> [What needs to be done] A faithful copy of every entry, with the pictures removed, is what is needed here.

──────── Records supplied ────────

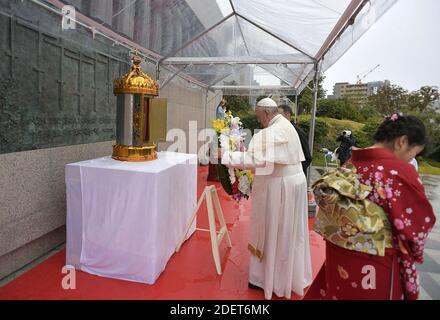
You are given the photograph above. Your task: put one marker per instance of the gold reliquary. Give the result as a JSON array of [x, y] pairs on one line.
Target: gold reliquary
[[141, 117]]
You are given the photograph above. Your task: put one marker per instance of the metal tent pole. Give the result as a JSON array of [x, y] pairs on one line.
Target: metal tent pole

────────

> [Solution to this exercise]
You are given the photograph above. Your task: put one marker per instance of the gold reliquary. Give the result as a JSON array of [x, y] pairs on one line.
Target: gold reliquary
[[141, 117]]
You are given the photograph above. Your task: put one marker per instance of the metal tent pole. Give the result as a JSON array of [x, y] pairs on one line.
Target: metal tent pole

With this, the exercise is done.